▸ **EXERCISE PASSAGE**:

__________

Search code examples
pythonpandascorrelation

How to calculate a correlation with p-Values most performant in Python?


I want to create a correlation of my data with its p-Values. Currently I am using Pandas with its corr method on a DataFrame. The problem is that this correlation method doesn't provide the p-Values.

So I tried to use two answers to this question: Stackoverflow Question. Both solutions use the scipy.stats.pearsonr method for the calculation. I can't use this solution (Solution 1) because it removes to much of my dataset. My next try was this one (Solution 2). It gets the result I want but takes a huge amount of time.

In comparison: My pandas only correlation takes about 4 seconds from creating the DataFrame and calculate the correlation. Solution 2 takes about 6 minutes to return the result. My guess is that the new creation of a DataFrame needs heavy calculations and so the time gets summed up for my dataset.

Is there a more performant way to calculate this result? Pandas corr also has to do this in the background to handle my None values, so there has to be a better solution.

My testing dataset has 500 rows with 550 values each. And as I said also have None values.


Solution

  • Solving your problem requires both math and programming. Since df.corr returns pretty quickly in your case, I will focus on the calculation of p-value.

    Programming

    scipy.stats.pearsonr(col_x, col_y) does not like dealing with NaN. So for each column pair, you have to remove all rows where one or both elements are NaN. You have 550 columns, hence 550 * 549 / 2 = 150,975 pairs. You better make sure your loop is extremely efficient.

__________

▸ **ENTRIES PROVIDED**:
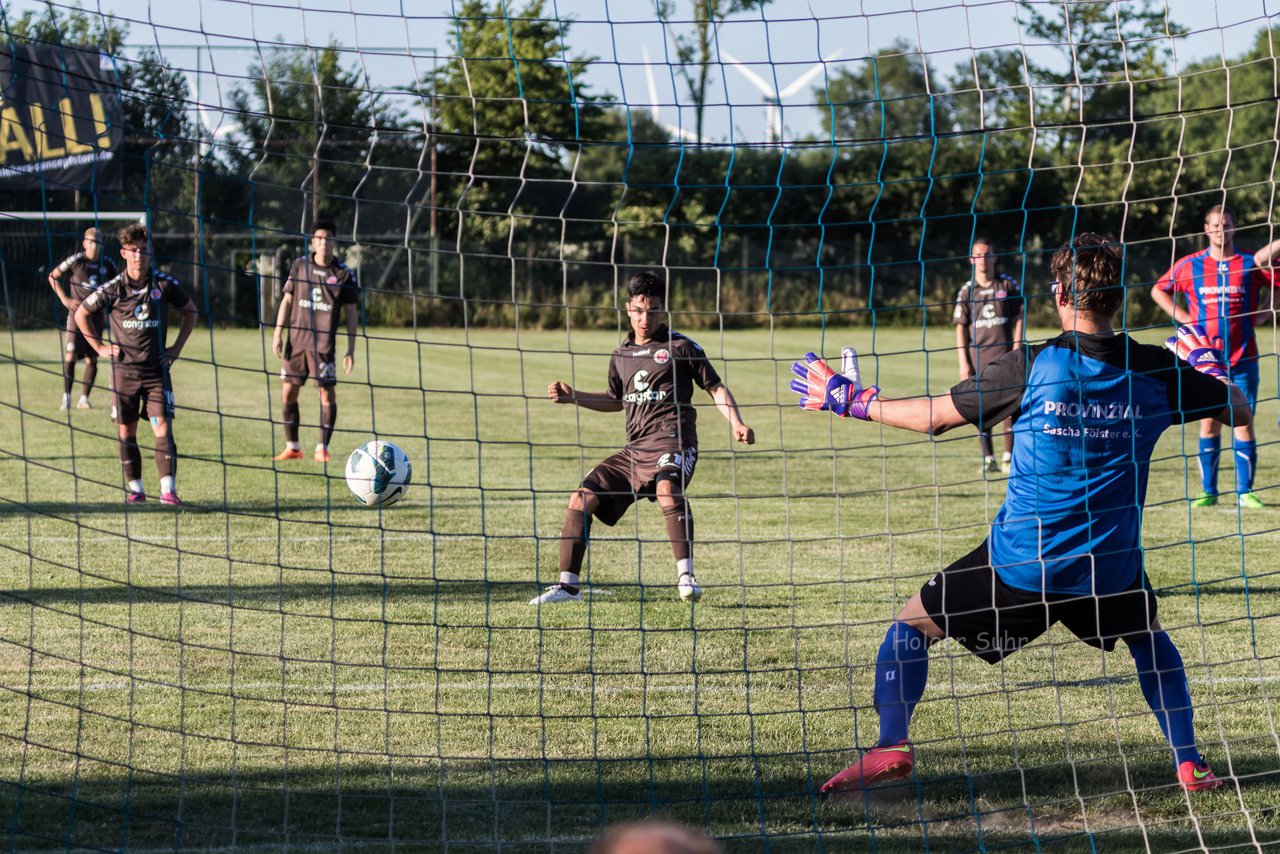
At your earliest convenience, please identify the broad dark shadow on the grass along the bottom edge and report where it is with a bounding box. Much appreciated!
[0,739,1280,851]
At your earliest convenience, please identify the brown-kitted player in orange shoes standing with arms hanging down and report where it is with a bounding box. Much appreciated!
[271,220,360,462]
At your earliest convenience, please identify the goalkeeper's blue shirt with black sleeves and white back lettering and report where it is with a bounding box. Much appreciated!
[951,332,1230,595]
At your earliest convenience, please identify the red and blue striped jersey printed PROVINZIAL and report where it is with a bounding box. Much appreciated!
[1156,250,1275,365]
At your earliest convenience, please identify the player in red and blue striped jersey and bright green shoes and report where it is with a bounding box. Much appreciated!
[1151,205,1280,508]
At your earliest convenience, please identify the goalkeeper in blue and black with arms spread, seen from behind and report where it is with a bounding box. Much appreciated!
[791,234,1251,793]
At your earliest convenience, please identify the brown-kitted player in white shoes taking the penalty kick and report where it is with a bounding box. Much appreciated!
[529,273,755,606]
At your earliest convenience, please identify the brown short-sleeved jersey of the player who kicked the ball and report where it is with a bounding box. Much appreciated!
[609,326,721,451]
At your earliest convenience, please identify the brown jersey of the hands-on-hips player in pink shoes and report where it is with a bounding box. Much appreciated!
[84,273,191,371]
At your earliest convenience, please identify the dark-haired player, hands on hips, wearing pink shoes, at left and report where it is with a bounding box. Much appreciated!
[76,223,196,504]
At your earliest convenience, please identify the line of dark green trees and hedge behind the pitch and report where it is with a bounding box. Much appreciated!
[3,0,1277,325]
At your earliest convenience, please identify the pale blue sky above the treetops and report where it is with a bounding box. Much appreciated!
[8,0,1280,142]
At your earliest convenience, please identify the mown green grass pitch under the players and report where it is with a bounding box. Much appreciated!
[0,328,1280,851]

__________

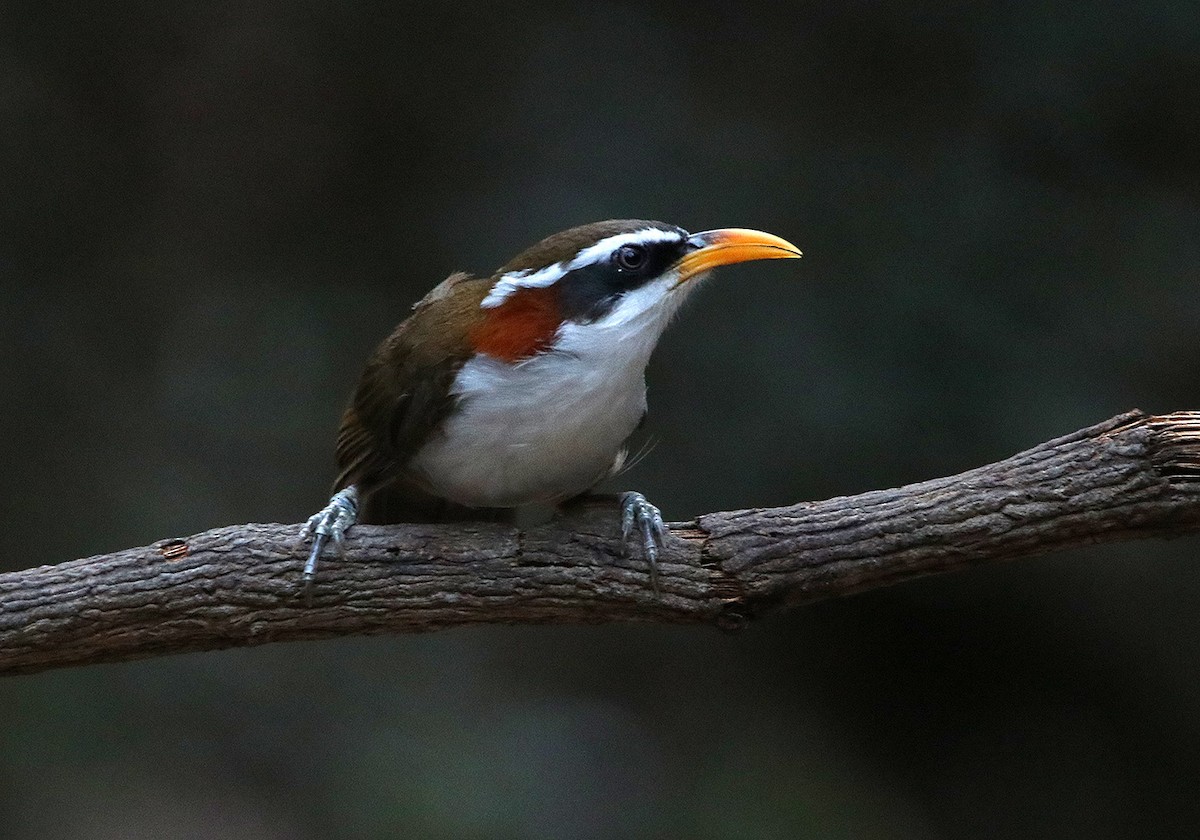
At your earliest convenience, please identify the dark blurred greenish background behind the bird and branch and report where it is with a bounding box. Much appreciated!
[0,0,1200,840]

__________

▸ **EXPLORE THE MATERIAL**:
A) In the pandas correlation thread, how long does Solution 2 take to return the result?
B) Please say whether each statement agrees with the pandas correlation thread, answering yes or no and quoting the deciding words: (i) Solution 1 was ruled out because it removes too much of the dataset. (ii) The testing dataset has 550 rows. (iii) scipy.stats.pearsonr handles NaN values without trouble.
C) Carry on the pandas correlation thread from the point where it stops.
The rows above are separate material from the pandas correlation thread.

▸ **RESPONSES BY ITEM NUMBER**:
A) About 6 minutes.

B)
(i) Yes: "I can't use this solution (Solution 1) because it removes to much of my dataset."
(ii) No: "My testing dataset has 500 rows with 550 values each."
(iii) No: "scipy.stats.pearsonr(col_x, col_y) does not like dealing with NaN."

C)
    If you view its source code, DataFrame.corr does it so blisteringly fast for 2 reasons:

    • It's coded in Cython and hence ran outside the Global Interpreter Lock (GIL). That means the looping is in bare-metal C.
    • It uss Welford's methodand does not rely on scipy.stats. The complexity of this algorithm is O(n * m^2) where n is the number of rows and m is the number of columns.

    Math

    The pearsonr documentation provides a description on how the p-value is calculated:

    r = <Pearson correlation coefficient>
    dist = scipy.stats.beta(n/2 - 1, n/2 - 1, loc=-1, scale=2)
    p = 2 * dist.cdf(-abs(r))
    

    Wikipedia gives us the formula for the CDF of the Beta distribution:

    cdf(x, alpha, beta) = B(x, alpha, beta) / B(alpha, beta)
                        = scipy.special.betainc(alpha, beta, x)
    

    Fortunately for us, the betainc function is vectorized so if we pass in 3 arrays of the same length as alpha, beta and x, it will return an array as the output.


    Solution 1

    This solution is in native Python and gives a reasonable performance on your dataset (500 * 550). Took about 30 seconds on my 2014 iMac with 16GB of RAM:

    import scipy.special
    
    def corr1(df):
        mask = df.notna().to_numpy()
        corr = df.corr().to_numpy()
        n_rows, n_cols = df.shape
    
        # Initialize the return arrays for better performance
        length = int(n_cols * (n_cols - 1) / 2)
        idx = np.empty((length, 2), dtype=object)
        correl = np.empty(length, dtype=np.float64)
        count = np.empty(length, dtype=np.uint64)
    
        # For 2-combination of columns, let `n` be the number of pairs whose
        # elements are all non-NaN. We will need that later to calculate the
        # p-value
        k = -1
        for i in range(n_cols):
            for j in range(i):
                n = 0
                for row in range(n_rows):
                    n += 1 if mask[row, i] and mask[row, j] else 0
    
                k += 1
                idx[k] = (i, j)
                correl[k] = corr[i,j]
                count[k] = n
    
        # The p-value can be obtained with the incomplete Beta function (betainc)
        # We just need to massage the inputs a little
        alpha = count / 2 - 1
        x = (correl + 1) / 2
        x = np.where(correl < 0, x, 1 - x)
        p = 2 * scipy.special.betainc(alpha, alpha, x)
        
        return idx, correl, p
    
    # Manipulate the return values into the right format
    index, corr, p = corr1(df)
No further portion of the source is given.